Segment Start: Page text
Sunset in Antigua by AvidlyAbide (FCC)
Hawksbill to the Left

                   

“With looks that lose themselves in cherished looks;
The hour of steaming tea and banished books;
The sweetness of the evening at an end . . .” ~ Paul Verlaine, from “The Rosy Hearth

Saturday, late afternoon. Sunny and mild, 76° F.

Well  . . where to begin?

Corey got under way yesterday afternoon (I remember my AP Style Manual was very specific that under way is two words when referring to nautical movement). I drove him to the ship at 3:30 in the morning, and that was that. They took the ship out to test the radar, made a few tweaks, and left for Antigua. That’s right, Antigua. Did you know that there are 365 beaches on Antigua? I didn’t. He has tried to take the sting out of that by assuring me that they won’t spend any time in port, to which I reminded him that at least he’ll see the incredible blue waters, the azure blue, the Caribbean blue.

Lord How Island, Barbuda and Antigua (Globe Images)

And then there was that mention of the Virgin Islands . . .
Segment End: Page text
Segment Start: Information shown
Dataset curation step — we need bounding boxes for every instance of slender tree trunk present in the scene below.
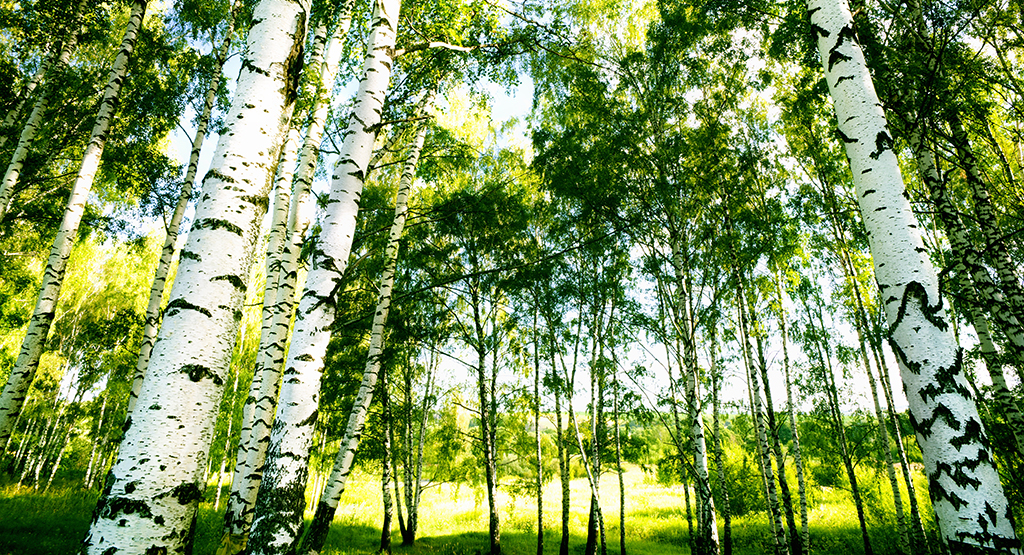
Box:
Segment End: Information shown
▸ **Things to do**:
1 - Quote the Antigua journal entry between "Well  . . where" and "Antigua (Globe Images)", inclusive.
2 - Write what comes next in the Antigua journal entry, picking up after its last sentence.

▸ **Solved tasks**:
1 -
Well  . . where to begin?

Corey got under way yesterday afternoon (I remember my AP Style Manual was very specific that under way is two words when referring to nautical movement). I drove him to the ship at 3:30 in the morning, and that was that. They took the ship out to test the radar, made a few tweaks, and left for Antigua. That’s right, Antigua. Did you know that there are 365 beaches on Antigua? I didn’t. He has tried to take the sting out of that by assuring me that they won’t spend any time in port, to which I reminded him that at least he’ll see the incredible blue waters, the azure blue, the Caribbean blue.

Lord How Island, Barbuda and Antigua (Globe Images)

2 -
They should have good weather going down, which is good, as he had terrible weather off Dover, which is not surprising. He was actually seasick, something that is not par for him.

Anyway, I came home from leaving him at the ship, crawled back into bed, and awoke around 9 a.m. with a killer migraine. To say that I was not surprised is an understatement.  However, I was surprised by the duration—all day. As a result, I did nothing all day, but I was able to read last night. I conquered about 400 pages of the third book in the Game of Thrones series, read until I was exhausted, and then prayed for sleep.

When it came, it brought nightmares that had me screaming in my sleep again. I remember Jews being marched off to ovens next to a garden party, but there was more, so much more, including my father taking a shower and telling me good night, and my mother tearing apart her kitchen. Then I was at a corporate Christmas party with the builders I used to know, and there was a wedding, and I wanted good bourbon, but the bar only had cheap stuff, and then I was teaching again . . . too much, too much . . .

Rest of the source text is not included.